PROBLEM STATEMENT. An exact, complete copy of the data that follows is needed.

Dataset records:
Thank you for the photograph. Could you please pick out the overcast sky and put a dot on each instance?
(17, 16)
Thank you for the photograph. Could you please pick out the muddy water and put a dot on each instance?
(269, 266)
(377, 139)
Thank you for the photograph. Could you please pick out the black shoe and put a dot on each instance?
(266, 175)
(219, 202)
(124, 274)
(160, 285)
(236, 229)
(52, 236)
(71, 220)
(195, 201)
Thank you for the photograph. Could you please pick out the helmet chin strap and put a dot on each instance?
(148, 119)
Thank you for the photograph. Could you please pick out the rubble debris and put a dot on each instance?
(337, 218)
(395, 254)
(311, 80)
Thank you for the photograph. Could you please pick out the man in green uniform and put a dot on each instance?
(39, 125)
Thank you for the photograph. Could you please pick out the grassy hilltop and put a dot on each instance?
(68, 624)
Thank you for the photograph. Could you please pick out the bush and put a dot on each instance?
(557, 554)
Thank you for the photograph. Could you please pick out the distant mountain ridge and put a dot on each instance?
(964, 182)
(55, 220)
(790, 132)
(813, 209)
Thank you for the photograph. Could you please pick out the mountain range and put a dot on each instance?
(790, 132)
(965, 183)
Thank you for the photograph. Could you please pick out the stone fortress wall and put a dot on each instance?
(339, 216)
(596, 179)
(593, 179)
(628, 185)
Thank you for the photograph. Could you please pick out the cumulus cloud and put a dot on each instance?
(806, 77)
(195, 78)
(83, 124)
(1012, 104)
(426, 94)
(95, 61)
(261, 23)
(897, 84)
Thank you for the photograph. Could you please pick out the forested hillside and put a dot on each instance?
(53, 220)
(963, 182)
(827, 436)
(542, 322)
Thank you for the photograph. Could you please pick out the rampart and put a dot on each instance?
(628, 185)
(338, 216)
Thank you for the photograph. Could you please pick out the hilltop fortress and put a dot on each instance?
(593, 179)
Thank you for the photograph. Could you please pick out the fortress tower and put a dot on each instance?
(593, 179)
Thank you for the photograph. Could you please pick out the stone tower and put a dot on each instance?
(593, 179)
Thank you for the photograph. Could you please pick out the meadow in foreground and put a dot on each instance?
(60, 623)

RESPONSE TO THE EXERCISE.
Thank you for the photograph. Could you please pick out the overcast sky and put a dot on each instance?
(17, 16)
Thank you for the photograph. Could you please pick out the muddy water and put a dot on each instance?
(269, 266)
(377, 139)
Thank you for the photograph. Could you please pick out the black shoe and put a dot on each instance?
(266, 175)
(219, 202)
(124, 274)
(160, 285)
(236, 229)
(52, 236)
(71, 220)
(195, 201)
Thank you for the photograph. Could you please pick out the helmet chin strap and put a dot on each instance?
(148, 119)
Thank you for the photograph. Could you please pick out the rubble debris and put a dot on each instance?
(337, 218)
(395, 254)
(311, 80)
Thank you for the photograph. Could you please pick out the man in green uniform and put a dot on each instance?
(39, 125)
Thank you for the photograph. Could you please pick out the grassy hilltop and put a dot on each instance?
(68, 624)
Thank you for the photograph. Could you please pick out the bush and put a dot on each instance?
(557, 554)
Thank you for the photograph. Could you please pick out the distant mountain ridge and put a dot on each instance?
(964, 182)
(55, 220)
(790, 132)
(813, 209)
Thank you for the photograph. Could you please pick out the mountain range and put a dot on each instance?
(790, 132)
(965, 183)
Thank you for the photograph. Could you please pick out the stone fortress wall and put a dot on each instance?
(339, 216)
(596, 179)
(593, 179)
(628, 185)
Thank you for the photograph. Could you please pick out the cumulus cloud and put a dot on each instance?
(806, 77)
(195, 78)
(83, 124)
(1012, 104)
(426, 94)
(95, 61)
(261, 23)
(897, 84)
Thank you for the photograph. Could you please pick out the forested hillside and put a dot on each instance?
(53, 220)
(963, 182)
(827, 436)
(542, 322)
Thank you for the photograph. Could you please pick out the rampart and put a dot on each instance?
(628, 185)
(338, 216)
Thank you for the photograph. Could you please pick out the hilltop fortress and put a dot on each instance?
(593, 179)
Thank you for the photograph. Could you please pick out the fortress tower and put a dot on each instance?
(593, 179)
Thank you for the photograph. Could you please pick out the stone tower and put a dot on each instance?
(593, 179)
Thank you for the photograph. Could you please pick out the meadow in foreground and put a dot on each instance?
(60, 623)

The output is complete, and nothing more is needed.